* _Complete the following_:
[1] In the passage on MySQL filesort, what does the optimizer use the row ID in each tuple for under the original algorithm?
[2] Pick up the passage on MySQL filesort after its last line and keep writing.
**** Source text ****
For information about the optimizer trace, see MySQL Internals: Tracing the Optimizer.

Suppose that a table t1 has four VARCHAR columns a, b, c, and d and that the optimizer uses filesort for this query:

SELECT * FROM t1 ORDER BY a, b;

The query sorts by a and b, but returns all columns, so the columns referenced by the query are a, b, c, and d. Depending on which filesort algorithm the optimizer chooses, the query executes as follows:

For the original algorithm, sort buffer tuples have these contents:

(fixed size a value, fixed size b value,
row ID into t1)

The optimizer sorts on the fixed size values. After sorting, the optimizer reads the tuples in order and uses the row ID in each tuple to read rows from t1 to obtain the select list column values.

For the modified algorithm, sort buffer tuples have these contents:

(fixed size a value, fixed size b value,
a value, b value, c value, d value)
**** Provided information ****
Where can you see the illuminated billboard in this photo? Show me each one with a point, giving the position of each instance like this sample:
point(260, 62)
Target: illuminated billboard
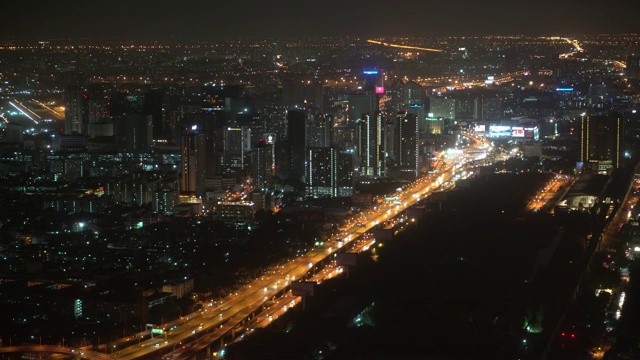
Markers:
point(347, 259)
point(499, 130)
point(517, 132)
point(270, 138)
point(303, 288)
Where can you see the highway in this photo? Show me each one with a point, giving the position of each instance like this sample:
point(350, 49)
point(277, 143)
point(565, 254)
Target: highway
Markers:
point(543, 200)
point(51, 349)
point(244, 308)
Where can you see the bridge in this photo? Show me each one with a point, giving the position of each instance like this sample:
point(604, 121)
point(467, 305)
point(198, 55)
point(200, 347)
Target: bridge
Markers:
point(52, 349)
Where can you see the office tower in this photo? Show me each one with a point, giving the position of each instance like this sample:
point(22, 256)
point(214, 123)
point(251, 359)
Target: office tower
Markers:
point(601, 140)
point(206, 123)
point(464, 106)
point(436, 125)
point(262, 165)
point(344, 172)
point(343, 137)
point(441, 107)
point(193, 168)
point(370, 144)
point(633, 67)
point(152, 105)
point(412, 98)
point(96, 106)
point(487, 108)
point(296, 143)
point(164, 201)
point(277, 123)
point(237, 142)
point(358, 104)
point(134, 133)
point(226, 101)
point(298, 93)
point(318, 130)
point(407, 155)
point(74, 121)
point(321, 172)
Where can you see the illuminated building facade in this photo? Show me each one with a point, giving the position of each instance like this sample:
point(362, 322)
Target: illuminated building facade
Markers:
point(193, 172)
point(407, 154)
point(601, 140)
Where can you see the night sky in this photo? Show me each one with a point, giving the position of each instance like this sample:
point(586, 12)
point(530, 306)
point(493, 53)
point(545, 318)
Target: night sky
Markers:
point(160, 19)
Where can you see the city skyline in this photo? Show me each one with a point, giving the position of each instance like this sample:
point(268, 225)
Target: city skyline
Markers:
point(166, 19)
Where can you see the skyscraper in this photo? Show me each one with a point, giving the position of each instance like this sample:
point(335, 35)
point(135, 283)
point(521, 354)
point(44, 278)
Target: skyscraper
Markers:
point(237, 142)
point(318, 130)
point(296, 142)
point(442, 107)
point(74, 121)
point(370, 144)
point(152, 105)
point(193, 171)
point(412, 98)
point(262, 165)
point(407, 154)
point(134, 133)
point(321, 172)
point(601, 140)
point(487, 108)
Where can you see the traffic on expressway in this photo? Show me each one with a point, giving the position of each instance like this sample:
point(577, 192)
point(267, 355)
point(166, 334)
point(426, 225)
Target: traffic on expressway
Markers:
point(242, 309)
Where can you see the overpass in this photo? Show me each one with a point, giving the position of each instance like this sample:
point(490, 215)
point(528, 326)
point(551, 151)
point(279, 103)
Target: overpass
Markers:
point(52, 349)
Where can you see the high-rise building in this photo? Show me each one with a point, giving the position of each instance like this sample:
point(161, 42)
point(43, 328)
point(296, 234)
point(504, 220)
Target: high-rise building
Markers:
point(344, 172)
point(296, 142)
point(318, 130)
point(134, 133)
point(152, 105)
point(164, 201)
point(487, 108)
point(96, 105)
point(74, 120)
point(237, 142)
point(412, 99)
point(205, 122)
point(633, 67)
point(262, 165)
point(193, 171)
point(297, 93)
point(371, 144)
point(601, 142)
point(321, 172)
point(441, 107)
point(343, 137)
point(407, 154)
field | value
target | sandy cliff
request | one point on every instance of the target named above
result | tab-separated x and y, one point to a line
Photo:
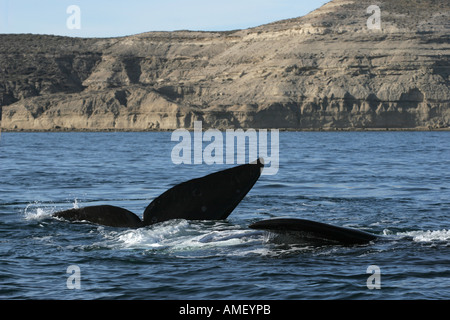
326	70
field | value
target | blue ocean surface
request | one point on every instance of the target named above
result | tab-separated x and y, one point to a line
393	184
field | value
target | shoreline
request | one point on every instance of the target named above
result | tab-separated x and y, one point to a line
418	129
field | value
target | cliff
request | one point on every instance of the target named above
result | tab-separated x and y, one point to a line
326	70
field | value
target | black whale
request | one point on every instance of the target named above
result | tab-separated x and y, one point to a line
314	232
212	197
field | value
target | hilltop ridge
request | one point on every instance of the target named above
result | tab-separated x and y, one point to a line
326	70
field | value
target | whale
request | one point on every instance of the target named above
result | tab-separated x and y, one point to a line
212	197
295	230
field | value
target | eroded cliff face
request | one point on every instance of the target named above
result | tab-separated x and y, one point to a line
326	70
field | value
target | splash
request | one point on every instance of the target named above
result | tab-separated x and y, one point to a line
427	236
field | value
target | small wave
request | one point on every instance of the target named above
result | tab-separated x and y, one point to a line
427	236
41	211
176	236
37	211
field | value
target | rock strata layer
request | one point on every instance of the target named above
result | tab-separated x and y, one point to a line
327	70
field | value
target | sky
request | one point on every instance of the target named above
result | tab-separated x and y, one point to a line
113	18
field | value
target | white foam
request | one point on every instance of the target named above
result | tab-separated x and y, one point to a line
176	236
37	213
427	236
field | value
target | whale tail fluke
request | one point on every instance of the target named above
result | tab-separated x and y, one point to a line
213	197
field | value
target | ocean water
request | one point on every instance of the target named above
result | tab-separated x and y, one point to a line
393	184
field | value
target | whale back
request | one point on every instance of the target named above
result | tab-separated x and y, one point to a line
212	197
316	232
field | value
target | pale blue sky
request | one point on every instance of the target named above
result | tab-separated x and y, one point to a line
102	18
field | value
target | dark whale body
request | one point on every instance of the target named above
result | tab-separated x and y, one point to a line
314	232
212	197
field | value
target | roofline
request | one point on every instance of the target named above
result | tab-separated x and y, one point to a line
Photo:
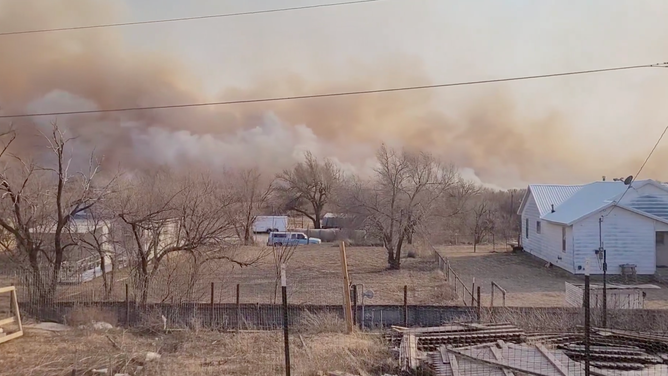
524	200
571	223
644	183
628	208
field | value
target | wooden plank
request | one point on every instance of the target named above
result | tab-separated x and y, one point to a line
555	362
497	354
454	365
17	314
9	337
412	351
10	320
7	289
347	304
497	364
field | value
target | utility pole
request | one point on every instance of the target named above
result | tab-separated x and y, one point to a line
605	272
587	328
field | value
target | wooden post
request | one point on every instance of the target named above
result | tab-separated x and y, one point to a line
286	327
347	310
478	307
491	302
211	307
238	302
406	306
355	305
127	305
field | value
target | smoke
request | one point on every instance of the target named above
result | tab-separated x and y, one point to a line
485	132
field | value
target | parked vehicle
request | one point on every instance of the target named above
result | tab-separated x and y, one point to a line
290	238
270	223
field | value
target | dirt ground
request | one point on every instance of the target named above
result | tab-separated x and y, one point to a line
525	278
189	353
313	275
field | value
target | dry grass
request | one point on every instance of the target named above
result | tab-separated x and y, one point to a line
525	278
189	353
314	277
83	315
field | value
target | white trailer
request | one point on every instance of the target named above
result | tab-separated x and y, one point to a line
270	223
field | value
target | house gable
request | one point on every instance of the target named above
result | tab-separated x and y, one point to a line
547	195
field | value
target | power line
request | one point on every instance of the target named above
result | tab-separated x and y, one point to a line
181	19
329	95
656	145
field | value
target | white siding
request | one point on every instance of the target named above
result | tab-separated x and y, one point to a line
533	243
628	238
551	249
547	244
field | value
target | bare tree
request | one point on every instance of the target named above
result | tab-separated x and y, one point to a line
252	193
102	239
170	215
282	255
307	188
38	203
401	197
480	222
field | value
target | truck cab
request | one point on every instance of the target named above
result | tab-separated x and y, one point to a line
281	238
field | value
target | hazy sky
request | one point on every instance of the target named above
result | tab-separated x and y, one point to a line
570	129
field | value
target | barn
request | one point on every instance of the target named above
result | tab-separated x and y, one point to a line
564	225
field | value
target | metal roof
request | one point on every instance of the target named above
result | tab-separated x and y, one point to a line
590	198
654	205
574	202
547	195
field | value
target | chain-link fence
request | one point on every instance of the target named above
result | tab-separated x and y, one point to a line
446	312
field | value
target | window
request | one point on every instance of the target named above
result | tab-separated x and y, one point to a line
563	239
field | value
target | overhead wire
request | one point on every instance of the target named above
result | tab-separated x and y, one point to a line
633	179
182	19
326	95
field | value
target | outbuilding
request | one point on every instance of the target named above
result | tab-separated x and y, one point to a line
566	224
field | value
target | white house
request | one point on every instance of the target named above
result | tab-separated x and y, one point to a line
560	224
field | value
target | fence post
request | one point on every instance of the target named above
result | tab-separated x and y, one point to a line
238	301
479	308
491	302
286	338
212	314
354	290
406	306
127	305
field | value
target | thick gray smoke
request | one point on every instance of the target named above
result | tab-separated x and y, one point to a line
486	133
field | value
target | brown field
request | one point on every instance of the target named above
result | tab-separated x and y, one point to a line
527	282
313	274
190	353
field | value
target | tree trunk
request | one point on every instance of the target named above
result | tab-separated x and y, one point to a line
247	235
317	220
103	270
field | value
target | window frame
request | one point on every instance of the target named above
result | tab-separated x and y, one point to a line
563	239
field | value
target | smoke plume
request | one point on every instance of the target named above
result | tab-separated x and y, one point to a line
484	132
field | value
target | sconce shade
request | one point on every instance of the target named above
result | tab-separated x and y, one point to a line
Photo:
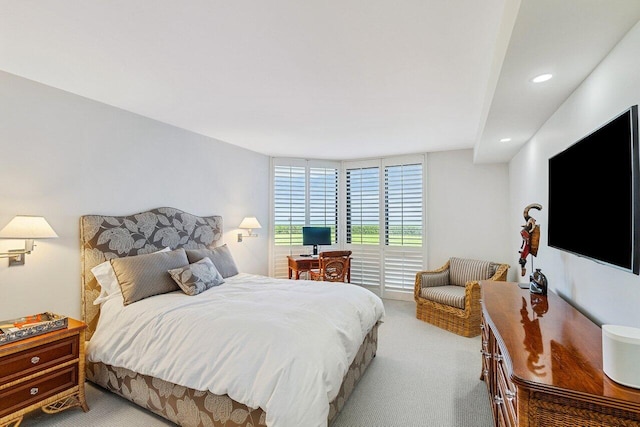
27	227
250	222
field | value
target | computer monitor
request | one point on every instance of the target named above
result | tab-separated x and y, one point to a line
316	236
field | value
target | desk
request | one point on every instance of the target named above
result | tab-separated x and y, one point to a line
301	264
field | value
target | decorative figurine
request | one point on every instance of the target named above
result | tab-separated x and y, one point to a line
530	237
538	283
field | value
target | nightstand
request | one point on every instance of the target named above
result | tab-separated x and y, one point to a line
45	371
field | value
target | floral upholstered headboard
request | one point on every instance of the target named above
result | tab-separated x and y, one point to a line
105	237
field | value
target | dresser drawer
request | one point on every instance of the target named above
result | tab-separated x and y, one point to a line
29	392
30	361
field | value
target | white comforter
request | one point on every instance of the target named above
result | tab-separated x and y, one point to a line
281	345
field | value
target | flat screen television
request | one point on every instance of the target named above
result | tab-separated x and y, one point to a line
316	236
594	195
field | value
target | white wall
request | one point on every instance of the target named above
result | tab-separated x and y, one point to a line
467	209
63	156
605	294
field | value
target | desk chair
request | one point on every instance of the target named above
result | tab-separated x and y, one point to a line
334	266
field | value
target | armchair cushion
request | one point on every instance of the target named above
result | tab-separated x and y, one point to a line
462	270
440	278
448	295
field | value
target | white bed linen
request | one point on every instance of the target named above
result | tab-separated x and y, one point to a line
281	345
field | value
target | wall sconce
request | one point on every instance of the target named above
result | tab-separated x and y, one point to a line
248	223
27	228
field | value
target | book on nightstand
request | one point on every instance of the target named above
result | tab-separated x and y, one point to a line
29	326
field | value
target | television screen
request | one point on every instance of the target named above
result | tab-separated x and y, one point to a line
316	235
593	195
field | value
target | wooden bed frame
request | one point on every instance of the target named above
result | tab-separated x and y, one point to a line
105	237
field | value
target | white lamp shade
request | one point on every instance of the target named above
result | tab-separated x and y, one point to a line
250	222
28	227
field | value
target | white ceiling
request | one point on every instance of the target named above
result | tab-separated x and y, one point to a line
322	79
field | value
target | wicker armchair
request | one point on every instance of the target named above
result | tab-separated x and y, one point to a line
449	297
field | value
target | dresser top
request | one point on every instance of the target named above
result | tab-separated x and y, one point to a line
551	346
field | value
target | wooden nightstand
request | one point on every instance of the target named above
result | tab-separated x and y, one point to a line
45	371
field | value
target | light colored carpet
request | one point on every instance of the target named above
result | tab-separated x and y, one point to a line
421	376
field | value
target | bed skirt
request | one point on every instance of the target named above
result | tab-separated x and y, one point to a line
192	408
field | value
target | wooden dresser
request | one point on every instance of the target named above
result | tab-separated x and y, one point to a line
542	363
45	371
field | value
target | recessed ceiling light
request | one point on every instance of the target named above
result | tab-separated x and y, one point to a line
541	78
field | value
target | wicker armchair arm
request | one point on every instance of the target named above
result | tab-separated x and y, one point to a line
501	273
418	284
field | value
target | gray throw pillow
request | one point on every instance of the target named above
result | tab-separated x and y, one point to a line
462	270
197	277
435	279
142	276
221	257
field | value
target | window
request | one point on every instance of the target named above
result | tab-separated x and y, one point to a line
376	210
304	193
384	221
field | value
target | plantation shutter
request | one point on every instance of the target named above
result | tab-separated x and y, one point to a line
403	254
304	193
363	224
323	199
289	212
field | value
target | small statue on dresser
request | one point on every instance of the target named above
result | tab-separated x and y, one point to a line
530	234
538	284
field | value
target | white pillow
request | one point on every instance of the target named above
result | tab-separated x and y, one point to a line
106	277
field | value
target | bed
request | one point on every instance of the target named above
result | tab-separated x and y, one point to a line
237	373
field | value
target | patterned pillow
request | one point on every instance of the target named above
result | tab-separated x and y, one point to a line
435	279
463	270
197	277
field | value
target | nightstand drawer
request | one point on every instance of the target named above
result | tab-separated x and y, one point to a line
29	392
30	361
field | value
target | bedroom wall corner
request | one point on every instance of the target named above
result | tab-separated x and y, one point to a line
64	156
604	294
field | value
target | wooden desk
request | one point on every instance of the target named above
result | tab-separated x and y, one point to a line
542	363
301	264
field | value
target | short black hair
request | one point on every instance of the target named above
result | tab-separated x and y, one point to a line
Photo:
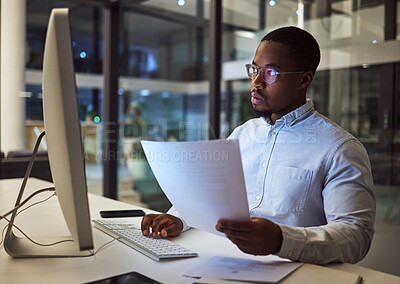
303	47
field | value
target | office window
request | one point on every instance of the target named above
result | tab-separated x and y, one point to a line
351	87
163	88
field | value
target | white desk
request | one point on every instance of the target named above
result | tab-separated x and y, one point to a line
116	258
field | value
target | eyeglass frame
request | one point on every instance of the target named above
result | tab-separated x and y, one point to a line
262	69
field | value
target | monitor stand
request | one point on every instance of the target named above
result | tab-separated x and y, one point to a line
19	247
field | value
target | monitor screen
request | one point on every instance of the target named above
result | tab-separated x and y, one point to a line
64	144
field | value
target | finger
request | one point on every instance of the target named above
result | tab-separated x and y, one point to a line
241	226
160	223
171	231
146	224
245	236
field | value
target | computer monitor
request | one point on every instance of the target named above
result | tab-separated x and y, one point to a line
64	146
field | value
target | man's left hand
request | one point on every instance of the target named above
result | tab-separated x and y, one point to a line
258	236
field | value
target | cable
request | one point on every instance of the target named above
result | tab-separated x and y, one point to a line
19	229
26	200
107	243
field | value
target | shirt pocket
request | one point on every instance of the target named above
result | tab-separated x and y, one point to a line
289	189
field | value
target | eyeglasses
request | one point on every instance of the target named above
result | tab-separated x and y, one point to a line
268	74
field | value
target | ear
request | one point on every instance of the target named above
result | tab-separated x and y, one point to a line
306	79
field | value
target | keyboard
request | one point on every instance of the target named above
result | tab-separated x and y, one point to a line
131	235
****
* _Outputs for the tasks_:
[1] It uses the row ID to read rows from t1 to get the select list column values.

[2]
The optimizer sorts on the fixed size values. After sorting, the optimizer reads the tuples in order and uses the values for a, b, c, and d to obtain the select list column values without reading t1 again.

For slow queries for which filesort is not used, try lowering max_length_for_sort_data to a value that is appropriate to trigger a filesort.

To increase ORDER BY speed, check whether you can get MySQL to use indexes rather than an extra sorting phase. If this is not possible, you can try the following strategies:

  • Increase the sort_buffer_size variable value. Ideally, the value should be large enough for the entire result set to fit in the sort buffer (to avoid writes to disk and merge passes), but at minimum the value must be large enough to accommodate fifteen tuples.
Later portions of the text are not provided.